BEGIN Records supplied

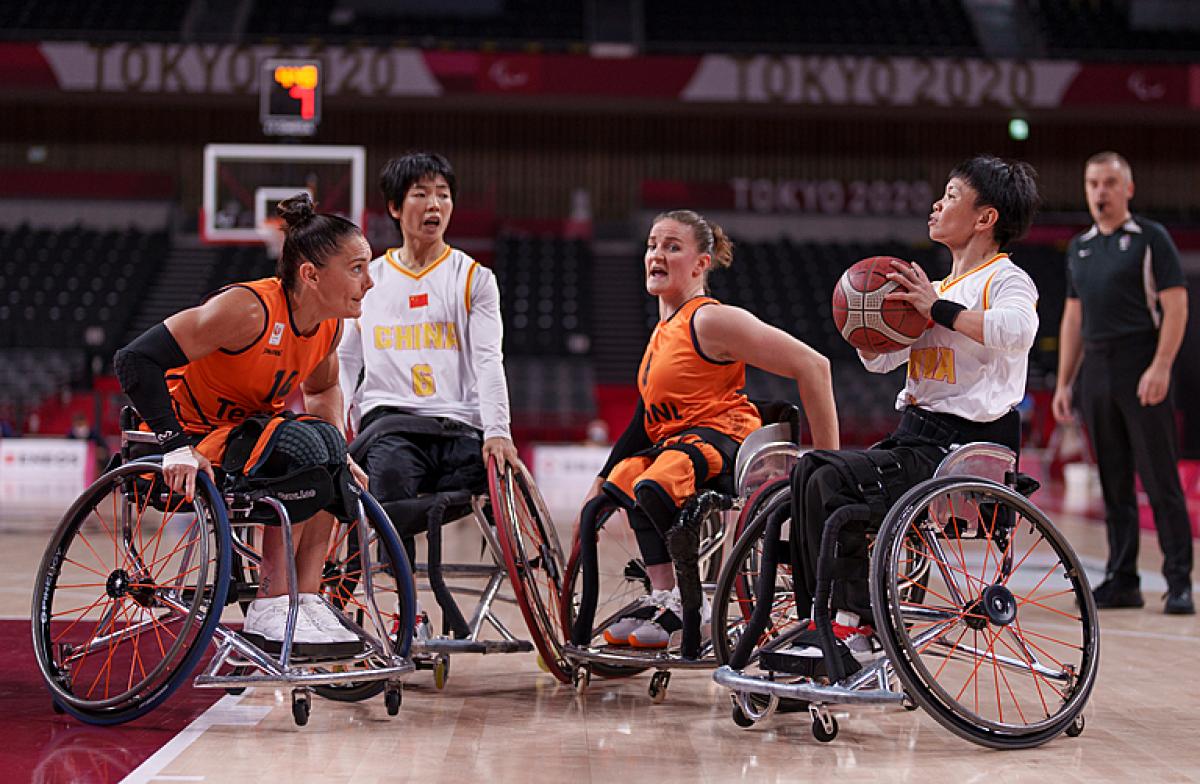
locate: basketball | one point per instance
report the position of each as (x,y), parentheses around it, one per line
(865,318)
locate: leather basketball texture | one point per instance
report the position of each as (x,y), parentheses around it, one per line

END Records supplied

▶ **Task instructions**
Copy every line of the entries above word for word, omitting the pictures.

▶ **Answer for this exercise**
locate: basketball | one point per instance
report the position of each as (x,y), parentheses around it, one per line
(865,318)
locate: leather basketball texture | one point per instance
report the position of each as (x,y), parentheses around it, one per line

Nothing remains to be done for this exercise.